• GIVEN INSTRUCTION:
Return every line of the entries below that contains the string "jacket", copying each line in full.

• INPUT MATERIAL:
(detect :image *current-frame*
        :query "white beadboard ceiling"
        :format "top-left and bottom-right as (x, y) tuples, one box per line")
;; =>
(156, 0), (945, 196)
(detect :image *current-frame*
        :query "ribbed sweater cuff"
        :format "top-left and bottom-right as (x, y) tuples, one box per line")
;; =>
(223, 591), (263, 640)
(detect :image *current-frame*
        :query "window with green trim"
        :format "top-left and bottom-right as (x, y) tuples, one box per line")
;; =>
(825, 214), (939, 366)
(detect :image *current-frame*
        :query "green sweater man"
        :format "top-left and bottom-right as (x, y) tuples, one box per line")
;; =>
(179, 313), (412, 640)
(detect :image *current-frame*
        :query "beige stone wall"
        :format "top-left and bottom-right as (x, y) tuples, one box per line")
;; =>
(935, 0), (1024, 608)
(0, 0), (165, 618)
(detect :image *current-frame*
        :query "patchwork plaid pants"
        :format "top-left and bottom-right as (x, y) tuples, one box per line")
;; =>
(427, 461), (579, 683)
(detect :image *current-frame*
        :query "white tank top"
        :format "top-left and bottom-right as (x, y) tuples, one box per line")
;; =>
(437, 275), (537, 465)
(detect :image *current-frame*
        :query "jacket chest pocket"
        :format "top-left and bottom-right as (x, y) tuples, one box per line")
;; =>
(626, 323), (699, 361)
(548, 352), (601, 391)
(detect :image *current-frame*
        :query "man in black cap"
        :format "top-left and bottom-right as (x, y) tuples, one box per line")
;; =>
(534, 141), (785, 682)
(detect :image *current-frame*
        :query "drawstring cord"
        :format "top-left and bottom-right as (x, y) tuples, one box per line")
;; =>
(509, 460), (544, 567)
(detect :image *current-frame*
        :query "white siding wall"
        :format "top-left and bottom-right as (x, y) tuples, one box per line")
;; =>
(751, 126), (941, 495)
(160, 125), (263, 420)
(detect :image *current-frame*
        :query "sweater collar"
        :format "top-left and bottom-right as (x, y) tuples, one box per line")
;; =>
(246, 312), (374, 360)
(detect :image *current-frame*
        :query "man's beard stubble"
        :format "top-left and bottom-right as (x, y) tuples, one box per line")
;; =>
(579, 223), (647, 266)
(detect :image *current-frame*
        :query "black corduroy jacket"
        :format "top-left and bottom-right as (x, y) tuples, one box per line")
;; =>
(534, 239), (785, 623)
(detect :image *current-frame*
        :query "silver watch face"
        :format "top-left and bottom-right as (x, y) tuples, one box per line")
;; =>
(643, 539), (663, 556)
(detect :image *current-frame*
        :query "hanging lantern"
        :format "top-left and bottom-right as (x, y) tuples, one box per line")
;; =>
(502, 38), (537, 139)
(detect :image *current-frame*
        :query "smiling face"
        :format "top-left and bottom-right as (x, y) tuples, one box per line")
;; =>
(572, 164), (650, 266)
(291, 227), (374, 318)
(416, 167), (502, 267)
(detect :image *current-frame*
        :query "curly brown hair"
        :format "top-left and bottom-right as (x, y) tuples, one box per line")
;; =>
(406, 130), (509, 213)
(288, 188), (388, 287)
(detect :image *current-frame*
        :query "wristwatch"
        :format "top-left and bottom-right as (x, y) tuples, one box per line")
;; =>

• THE RESPONSE:
        :query "jacket chest pocket"
        :query "black corduroy jacket"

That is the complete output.